BEGIN Extracted data

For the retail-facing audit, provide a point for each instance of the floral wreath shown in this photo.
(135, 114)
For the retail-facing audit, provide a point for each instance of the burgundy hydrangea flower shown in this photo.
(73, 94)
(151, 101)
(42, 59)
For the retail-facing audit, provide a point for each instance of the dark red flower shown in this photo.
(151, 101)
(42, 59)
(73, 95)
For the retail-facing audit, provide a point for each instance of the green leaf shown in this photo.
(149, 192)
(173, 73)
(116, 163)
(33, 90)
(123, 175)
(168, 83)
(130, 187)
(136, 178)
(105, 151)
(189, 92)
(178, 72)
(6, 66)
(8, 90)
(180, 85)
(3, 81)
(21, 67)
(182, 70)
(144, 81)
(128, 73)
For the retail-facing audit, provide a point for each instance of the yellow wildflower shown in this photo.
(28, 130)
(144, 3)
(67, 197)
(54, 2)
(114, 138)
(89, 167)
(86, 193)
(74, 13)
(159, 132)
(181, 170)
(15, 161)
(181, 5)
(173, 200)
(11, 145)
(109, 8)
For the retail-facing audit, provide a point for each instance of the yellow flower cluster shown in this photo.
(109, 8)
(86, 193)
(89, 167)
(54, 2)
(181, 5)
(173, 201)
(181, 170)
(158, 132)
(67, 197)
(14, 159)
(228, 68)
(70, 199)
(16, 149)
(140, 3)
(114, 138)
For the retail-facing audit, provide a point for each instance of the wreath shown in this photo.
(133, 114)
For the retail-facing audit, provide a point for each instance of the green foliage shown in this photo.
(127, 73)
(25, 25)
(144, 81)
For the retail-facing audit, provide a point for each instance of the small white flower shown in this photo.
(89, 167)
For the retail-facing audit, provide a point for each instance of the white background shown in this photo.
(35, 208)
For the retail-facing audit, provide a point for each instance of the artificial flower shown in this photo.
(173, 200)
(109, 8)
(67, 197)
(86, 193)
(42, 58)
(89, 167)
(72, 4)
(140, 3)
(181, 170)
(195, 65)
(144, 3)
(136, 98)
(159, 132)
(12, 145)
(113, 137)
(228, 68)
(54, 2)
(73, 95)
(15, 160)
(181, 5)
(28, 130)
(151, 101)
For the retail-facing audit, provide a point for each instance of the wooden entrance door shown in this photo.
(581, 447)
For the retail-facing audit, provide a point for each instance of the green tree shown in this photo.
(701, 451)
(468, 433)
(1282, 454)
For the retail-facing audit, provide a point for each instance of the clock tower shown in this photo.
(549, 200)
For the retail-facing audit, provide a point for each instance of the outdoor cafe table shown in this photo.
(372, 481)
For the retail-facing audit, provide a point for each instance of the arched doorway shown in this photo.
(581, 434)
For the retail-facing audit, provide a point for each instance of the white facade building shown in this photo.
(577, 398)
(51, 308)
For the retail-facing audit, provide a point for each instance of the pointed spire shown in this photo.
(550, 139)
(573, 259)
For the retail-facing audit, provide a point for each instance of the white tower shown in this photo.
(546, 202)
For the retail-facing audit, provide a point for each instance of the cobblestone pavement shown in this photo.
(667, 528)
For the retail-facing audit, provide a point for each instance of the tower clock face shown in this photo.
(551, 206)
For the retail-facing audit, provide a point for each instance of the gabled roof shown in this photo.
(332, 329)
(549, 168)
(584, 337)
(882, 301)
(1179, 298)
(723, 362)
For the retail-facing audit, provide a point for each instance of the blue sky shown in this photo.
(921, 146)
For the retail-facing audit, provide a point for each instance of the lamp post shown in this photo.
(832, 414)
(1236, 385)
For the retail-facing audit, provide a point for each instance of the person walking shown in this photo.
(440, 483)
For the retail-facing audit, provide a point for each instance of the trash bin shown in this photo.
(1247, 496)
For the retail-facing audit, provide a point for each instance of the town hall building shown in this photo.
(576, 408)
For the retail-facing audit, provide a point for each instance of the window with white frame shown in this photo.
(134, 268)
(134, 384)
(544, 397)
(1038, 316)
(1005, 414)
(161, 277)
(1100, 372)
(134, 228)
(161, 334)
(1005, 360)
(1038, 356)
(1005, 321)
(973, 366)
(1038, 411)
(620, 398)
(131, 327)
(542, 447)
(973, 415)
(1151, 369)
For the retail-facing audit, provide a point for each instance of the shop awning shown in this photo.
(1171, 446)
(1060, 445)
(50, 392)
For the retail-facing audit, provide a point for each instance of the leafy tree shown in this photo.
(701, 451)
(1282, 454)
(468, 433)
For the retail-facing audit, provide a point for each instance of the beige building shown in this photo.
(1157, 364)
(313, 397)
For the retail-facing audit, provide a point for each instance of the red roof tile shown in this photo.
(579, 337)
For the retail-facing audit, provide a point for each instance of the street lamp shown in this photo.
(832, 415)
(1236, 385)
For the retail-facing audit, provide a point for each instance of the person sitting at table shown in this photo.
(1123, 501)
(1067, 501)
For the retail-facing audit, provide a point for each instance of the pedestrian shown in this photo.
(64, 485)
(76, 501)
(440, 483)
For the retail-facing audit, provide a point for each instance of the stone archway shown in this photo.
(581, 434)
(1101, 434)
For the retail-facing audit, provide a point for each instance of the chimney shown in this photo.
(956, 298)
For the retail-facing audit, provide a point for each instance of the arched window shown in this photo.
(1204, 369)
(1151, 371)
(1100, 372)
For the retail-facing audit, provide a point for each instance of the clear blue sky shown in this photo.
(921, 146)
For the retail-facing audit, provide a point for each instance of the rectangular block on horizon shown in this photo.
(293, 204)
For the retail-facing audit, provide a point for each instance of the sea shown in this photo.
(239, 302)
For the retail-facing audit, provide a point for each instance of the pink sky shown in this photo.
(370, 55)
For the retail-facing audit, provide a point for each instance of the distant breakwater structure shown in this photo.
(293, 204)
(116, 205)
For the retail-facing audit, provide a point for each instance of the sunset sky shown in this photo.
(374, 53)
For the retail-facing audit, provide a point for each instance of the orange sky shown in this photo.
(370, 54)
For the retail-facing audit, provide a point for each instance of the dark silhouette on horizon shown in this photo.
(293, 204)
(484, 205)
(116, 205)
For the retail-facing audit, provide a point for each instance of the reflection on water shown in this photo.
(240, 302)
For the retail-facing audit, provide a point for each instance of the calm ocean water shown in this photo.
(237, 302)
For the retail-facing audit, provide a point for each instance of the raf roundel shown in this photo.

END Extracted data
BEGIN Extracted data

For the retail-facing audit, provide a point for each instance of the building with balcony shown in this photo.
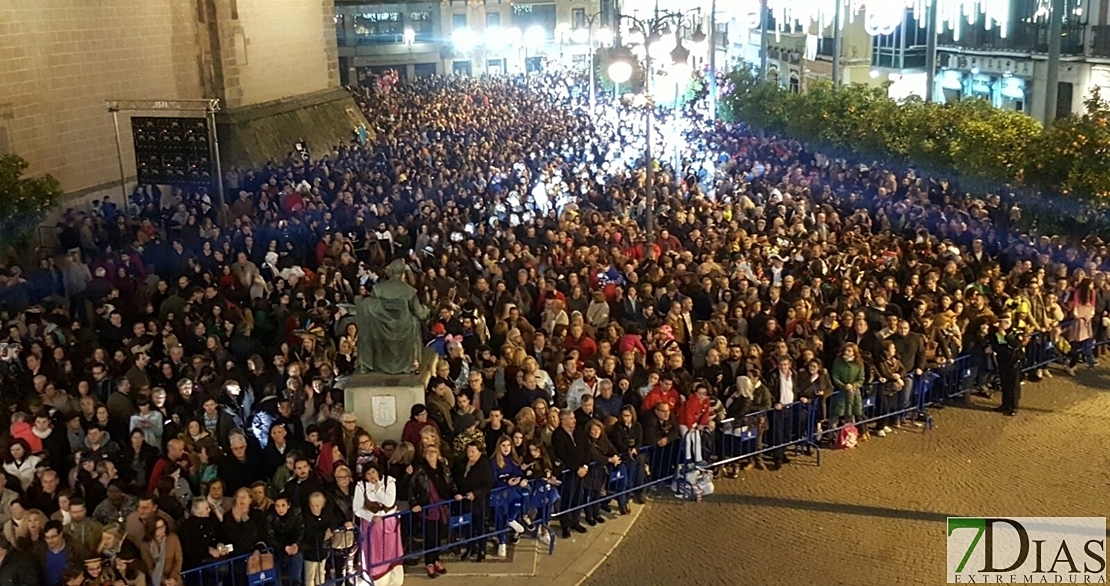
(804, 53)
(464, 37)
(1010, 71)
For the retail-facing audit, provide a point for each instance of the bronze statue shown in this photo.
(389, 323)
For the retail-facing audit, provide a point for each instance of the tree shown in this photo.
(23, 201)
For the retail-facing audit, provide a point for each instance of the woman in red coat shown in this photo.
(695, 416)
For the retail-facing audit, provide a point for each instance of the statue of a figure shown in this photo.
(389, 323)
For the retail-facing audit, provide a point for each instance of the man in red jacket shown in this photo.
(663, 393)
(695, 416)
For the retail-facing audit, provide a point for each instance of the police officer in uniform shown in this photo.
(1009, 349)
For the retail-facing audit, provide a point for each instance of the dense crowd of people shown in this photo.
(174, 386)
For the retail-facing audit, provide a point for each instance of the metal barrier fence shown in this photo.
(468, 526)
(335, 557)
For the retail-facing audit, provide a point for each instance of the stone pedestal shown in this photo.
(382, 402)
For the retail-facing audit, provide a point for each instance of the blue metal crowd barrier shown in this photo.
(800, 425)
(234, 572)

END Extracted data

Given instruction: Copy out the material above word for word, everything from the line containing "orange sky shown in this photo." down to the line containing "roundel shown in this photo.", with both of those lines included.

Problem solution:
For the retail-facing audit, provide a point for each instance of the orange sky shown in this photo.
(370, 54)
For the retail-facing audit, provide a point for each instance of the dark silhouette on horizon shown in this photo.
(293, 204)
(484, 205)
(116, 205)
For the retail-facing audit, provide a point for each instance of the reflection on water shown in this photo.
(240, 302)
For the retail-facing audit, provide a point for each instance of the calm ocean water shown in this photo.
(237, 302)
For the retail-facing audit, provide a point for each instance of the raf roundel shown in this photo.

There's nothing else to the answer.